DIRECTIONS FOR THIS TASK: Reproduce every line of the material with "outlines" swapped for "contours" and nothing else altered.

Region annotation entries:
Start

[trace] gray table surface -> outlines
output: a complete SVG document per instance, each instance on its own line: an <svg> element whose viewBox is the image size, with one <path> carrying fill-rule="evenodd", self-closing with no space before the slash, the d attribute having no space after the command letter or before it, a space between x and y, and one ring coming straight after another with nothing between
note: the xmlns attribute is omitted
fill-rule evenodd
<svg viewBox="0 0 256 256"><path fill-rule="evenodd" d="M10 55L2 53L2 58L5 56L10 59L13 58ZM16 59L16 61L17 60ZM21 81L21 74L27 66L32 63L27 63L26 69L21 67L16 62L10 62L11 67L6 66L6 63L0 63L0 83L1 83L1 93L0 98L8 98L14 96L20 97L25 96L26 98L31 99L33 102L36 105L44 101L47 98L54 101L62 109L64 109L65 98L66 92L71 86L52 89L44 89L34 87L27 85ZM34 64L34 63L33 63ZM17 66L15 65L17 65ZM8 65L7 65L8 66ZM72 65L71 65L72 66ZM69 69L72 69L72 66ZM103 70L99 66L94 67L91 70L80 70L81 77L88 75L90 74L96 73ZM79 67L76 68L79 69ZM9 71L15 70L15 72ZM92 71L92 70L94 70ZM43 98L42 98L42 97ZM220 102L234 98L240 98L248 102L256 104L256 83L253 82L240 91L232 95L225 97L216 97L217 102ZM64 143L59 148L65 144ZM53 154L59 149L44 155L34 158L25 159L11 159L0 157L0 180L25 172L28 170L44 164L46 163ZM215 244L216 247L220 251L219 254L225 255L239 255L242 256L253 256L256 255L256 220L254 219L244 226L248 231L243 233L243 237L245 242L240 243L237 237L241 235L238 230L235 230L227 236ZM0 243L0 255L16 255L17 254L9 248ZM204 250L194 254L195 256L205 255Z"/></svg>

End

RESULT:
[trace] gray table surface -> contours
output: a complete SVG document per instance, each instance on its own line: an <svg> element whose viewBox is the image size, with one <path> carrying fill-rule="evenodd", self-closing with no space before the slash, the d attribute having no space after the command letter or before it, a space between x and y, and one ring coming straight after another with nothing between
note: the xmlns attribute is omitted
fill-rule evenodd
<svg viewBox="0 0 256 256"><path fill-rule="evenodd" d="M10 55L2 53L2 58L5 56L10 59L13 58ZM16 59L16 61L17 60ZM21 81L21 74L27 66L32 63L27 63L26 69L21 67L16 62L10 62L11 67L6 66L6 63L0 63L0 83L1 83L1 93L0 98L8 98L14 96L20 97L25 96L26 98L31 99L33 102L36 105L44 101L47 98L54 101L62 109L64 109L65 98L66 92L71 86L52 89L44 89L34 87L27 85ZM34 64L34 63L33 63ZM17 66L15 65L17 65ZM8 65L7 65L8 66ZM72 65L71 65L72 66ZM69 69L72 69L72 66ZM103 70L99 66L94 67L91 70L80 70L81 77L88 75L90 74L96 73ZM79 67L76 68L79 69ZM9 71L15 70L15 72ZM92 71L92 70L94 70ZM43 98L42 98L42 97ZM220 102L234 98L240 98L248 102L256 104L256 83L253 82L240 91L232 95L225 97L216 97L217 102ZM64 143L59 148L65 144ZM53 154L59 149L44 155L34 158L25 159L11 159L0 157L0 180L25 172L28 170L44 164L46 163ZM215 244L216 247L220 251L219 254L225 255L239 255L242 256L253 256L256 255L256 220L254 219L244 226L248 231L243 233L243 237L245 242L240 243L237 237L241 235L238 230L235 230L227 236ZM0 243L0 255L16 255L17 254L9 248ZM204 250L194 254L195 256L205 255Z"/></svg>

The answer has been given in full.